___ Provided entries ___
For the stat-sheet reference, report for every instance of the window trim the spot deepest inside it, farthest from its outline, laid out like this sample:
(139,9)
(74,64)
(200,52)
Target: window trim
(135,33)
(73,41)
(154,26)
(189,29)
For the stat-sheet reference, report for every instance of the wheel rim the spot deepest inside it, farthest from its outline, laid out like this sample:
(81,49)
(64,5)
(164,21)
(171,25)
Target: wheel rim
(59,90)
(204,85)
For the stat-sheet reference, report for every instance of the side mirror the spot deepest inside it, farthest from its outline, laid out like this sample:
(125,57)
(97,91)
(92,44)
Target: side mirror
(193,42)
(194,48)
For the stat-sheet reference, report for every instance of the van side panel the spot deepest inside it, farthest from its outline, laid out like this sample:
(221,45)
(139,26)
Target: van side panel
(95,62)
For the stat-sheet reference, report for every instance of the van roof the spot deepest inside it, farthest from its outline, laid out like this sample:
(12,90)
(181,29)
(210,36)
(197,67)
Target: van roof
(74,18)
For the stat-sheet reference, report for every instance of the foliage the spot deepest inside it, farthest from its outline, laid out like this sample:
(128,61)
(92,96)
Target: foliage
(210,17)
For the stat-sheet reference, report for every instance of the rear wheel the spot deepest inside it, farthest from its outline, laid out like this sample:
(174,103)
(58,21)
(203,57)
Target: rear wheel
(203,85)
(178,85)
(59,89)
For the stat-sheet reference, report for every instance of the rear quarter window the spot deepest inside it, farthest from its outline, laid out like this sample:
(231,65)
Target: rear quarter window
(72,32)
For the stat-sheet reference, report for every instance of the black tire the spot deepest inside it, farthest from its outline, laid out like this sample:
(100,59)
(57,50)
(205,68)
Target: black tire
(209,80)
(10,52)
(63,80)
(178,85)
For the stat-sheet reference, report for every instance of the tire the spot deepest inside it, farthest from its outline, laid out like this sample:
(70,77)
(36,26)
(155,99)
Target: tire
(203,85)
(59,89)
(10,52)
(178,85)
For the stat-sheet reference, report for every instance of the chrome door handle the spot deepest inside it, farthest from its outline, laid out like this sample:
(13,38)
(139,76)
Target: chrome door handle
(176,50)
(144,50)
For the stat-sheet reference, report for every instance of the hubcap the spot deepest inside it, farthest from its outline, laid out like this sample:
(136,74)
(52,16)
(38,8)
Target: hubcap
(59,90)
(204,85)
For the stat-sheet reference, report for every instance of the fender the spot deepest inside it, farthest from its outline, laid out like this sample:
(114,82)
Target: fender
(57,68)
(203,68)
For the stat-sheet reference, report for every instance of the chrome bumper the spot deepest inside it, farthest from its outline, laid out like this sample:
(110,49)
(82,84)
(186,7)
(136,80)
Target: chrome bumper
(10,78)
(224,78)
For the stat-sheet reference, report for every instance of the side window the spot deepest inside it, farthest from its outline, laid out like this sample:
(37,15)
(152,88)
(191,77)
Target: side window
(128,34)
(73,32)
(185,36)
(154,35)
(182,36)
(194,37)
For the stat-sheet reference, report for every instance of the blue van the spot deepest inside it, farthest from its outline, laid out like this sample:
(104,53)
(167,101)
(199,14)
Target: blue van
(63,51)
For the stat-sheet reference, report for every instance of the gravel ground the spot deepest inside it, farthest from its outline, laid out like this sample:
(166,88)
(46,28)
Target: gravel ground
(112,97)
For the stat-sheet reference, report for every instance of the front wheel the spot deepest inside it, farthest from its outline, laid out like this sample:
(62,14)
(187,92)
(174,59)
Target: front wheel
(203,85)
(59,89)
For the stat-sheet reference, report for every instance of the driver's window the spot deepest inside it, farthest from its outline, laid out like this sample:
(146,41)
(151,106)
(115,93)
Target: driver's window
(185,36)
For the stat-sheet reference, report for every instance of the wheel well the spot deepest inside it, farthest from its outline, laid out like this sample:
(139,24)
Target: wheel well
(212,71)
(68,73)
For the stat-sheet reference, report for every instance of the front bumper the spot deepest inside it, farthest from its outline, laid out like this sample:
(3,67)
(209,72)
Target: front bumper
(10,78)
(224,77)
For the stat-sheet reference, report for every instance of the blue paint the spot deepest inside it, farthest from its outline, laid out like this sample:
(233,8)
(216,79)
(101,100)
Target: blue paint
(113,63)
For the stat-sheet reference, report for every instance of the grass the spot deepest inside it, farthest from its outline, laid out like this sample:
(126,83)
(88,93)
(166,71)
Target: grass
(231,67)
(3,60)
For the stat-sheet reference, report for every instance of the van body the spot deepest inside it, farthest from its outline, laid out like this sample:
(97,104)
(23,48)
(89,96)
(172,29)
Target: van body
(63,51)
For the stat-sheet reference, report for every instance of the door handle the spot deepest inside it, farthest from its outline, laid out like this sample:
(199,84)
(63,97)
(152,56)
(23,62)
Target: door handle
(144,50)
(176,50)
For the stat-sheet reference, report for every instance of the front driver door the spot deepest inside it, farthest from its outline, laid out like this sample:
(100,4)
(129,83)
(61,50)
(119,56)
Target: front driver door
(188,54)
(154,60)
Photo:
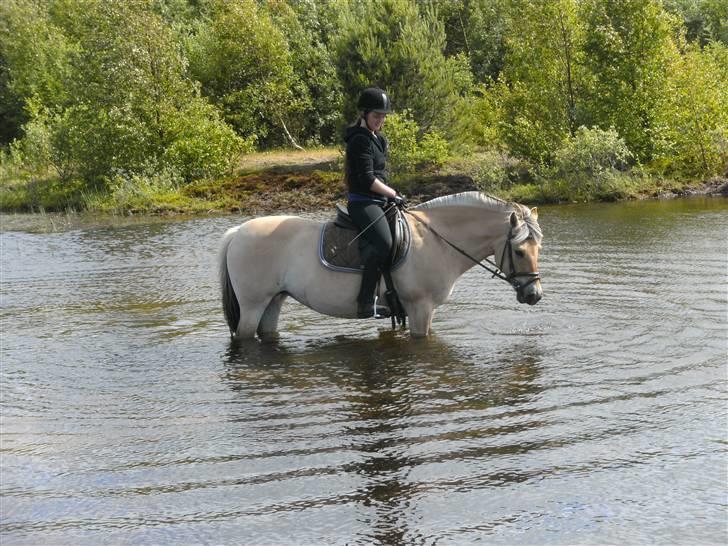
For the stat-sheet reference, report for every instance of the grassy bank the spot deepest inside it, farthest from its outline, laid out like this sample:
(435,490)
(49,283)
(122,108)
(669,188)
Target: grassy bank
(289,181)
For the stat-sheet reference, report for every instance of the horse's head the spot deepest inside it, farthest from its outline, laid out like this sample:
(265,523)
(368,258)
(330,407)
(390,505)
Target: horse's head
(518,255)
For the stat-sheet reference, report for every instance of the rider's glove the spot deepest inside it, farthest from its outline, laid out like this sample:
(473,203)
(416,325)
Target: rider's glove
(400,200)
___
### Work required
Only the pictures are to be dropped; all other material above must be repeated exactly.

### Answer space
For the stat-sheet reference, report for every instance of the window trim the spot deepest inside it, farthest from its outline, laid out like this sample:
(139,9)
(74,64)
(200,52)
Target: window trim
(135,33)
(73,41)
(154,26)
(189,29)
For the stat-sheet reference, report for every instance of the wheel rim the spot deepest inside it, farthest from its outline, laid out like this sample:
(81,49)
(64,5)
(164,21)
(171,25)
Target: wheel rim
(59,90)
(204,85)
For the stat-sheet reference, report for every instance of the side mirror the spot deepest inside it, farthest from its outline, laid out like this sample:
(125,57)
(97,91)
(92,44)
Target: side mirror
(193,42)
(194,48)
For the stat-sheet reference, report for every instance of the van side panel the spot deepest inside it, farthest from its outline, laid out like this sample:
(221,45)
(139,26)
Target: van side panel
(95,62)
For the stat-sheet reference, report for every instance of the van roof the spot deepest inside it, farthest from its outline, laid out like this sample:
(12,90)
(181,29)
(210,36)
(197,67)
Target: van roof
(74,18)
For the stat-sheet reference, report for every instance of the foliage the spot deepest inside it, farthest from its outline, laid out like this sample:
(128,61)
(92,96)
Target: foliage
(210,17)
For the stat-sheet reference, report for every instance of the rear wheel the spot deepest inside it, farthest from its outline, laid out like this sample:
(174,103)
(58,21)
(203,57)
Target: rear wheel
(203,85)
(178,85)
(59,89)
For the stat-sheet reference, report for every instance of the rear quarter window the spot deepest inside it, farthest from its outline, laid out like this sample:
(231,65)
Target: rear quarter window
(72,32)
For the stat-sheet reference, report for every instance of the black tire the spot deepest inside it, farthest from its outline, laid out like this sample:
(100,59)
(57,50)
(205,68)
Target: black tire
(209,80)
(10,52)
(63,80)
(178,85)
For the stat-sheet reference, report for every instance of the tire the spot deepest inside it, farthest from its outline, laid out like this sample:
(70,77)
(36,26)
(155,99)
Target: tire
(203,85)
(59,89)
(10,52)
(178,85)
For the stat-sheet reference, report for every instance of the chrome door handle the spot deepest inside it, farthest from its outline, laid out like this sample:
(13,38)
(139,76)
Target: chrome door handle
(176,50)
(144,50)
For the stat-sheet reference, report for every instance of the hubcap the spot deepest inside it, farthest from its outline, laid out like this sample:
(136,74)
(52,16)
(38,8)
Target: hubcap
(59,90)
(204,85)
For the stat-sheet reference, report for every instance of the fender the spot deepest inside it, farthest from its outline, laid out like this sample:
(114,82)
Target: fender
(57,68)
(203,68)
For the stat-sheet reference, report for every instance of the chrome bumper the spot deepest inside it, farthest from its outline, laid out like this sample:
(110,49)
(82,84)
(186,7)
(136,80)
Target: chrome bumper
(10,78)
(224,78)
For the stat-sheet reference, report for every instance of the side window the spot deepest inside it, farthest from its outline, laid out like this sample:
(37,15)
(152,88)
(191,77)
Target: side window
(128,34)
(73,32)
(185,36)
(154,35)
(182,36)
(194,37)
For the stat-sheet reference, report for every instance of the blue van the spot deepest inside it, farthest from its outline, laid out like this sample:
(104,53)
(167,101)
(199,14)
Target: blue van
(63,51)
For the stat-sheet reference, report for every instance of the gravel ground the spot deepest inside it, farthest from its outline, laid out like this sample:
(166,88)
(46,28)
Target: gravel ground
(112,97)
For the stat-sheet reference, report for every instance of the front wheel the spot deepest inside it, farthest from its outline, laid out like this sample:
(62,14)
(187,92)
(174,59)
Target: front wheel
(203,85)
(59,89)
For the stat-sheet reference, report for every instance of the driver's window the spot deepest inside it, farthest from its outline, laid out like this sample:
(146,41)
(151,106)
(115,93)
Target: driver's window
(185,36)
For the stat-sheet reference, report for every instance of the wheel well the spot deepest inside it, farthest from its outline, laid out like this sample:
(139,24)
Target: wheel well
(212,71)
(68,73)
For the stat-sheet reference, report for every instance of the front bumper the spot deepest inside it, farthest from its outline, laid out like this sample:
(3,67)
(209,72)
Target: front bumper
(10,78)
(224,77)
For the stat-sheet reference, report for every instance of the blue paint the spot deepest inside it, farthest from its outline, laid out like this sample:
(233,8)
(216,79)
(101,100)
Target: blue paint
(113,63)
For the stat-sheet reference, report for every instance of the grass the spot deepest inside it, farthest from its outline, laid out like this sample:
(126,83)
(88,93)
(166,71)
Target: grass
(231,67)
(3,60)
For the stat-sheet reference, report for every instance of the van body the spot deepest inside it, farthest from its outline, laid out like this sample:
(97,104)
(23,48)
(89,96)
(172,29)
Target: van body
(63,51)
For the stat-sheet reference, report for every instance of the door handle the spot deepest inside it, farthest from its outline, laid out like this sample:
(199,84)
(63,97)
(152,56)
(23,62)
Target: door handle
(144,50)
(176,50)
For the stat-sheet reference, report for every instance of the front driver door the spot deepest inside it, farthest from its outline, laid out like this sample:
(100,4)
(129,83)
(61,50)
(119,56)
Target: front driver door
(188,54)
(154,60)
Photo:
For the stat-sheet reference, report for every instance of the grassy bank the spot deepest inside it, farthest from its outline, laid out like this sample:
(435,490)
(49,283)
(122,108)
(669,188)
Target: grassy bank
(289,181)
For the stat-sheet reference, report for every instance of the horse's head the spot deepest inside it, farthest from its outline, laid out like this sample:
(265,523)
(368,258)
(330,407)
(390,505)
Target: horse's head
(518,255)
For the stat-sheet reference, report for every instance of the rider's glove the spot deepest inside it, farthest from its outline, laid out like this sample:
(473,203)
(416,325)
Target: rider's glove
(400,200)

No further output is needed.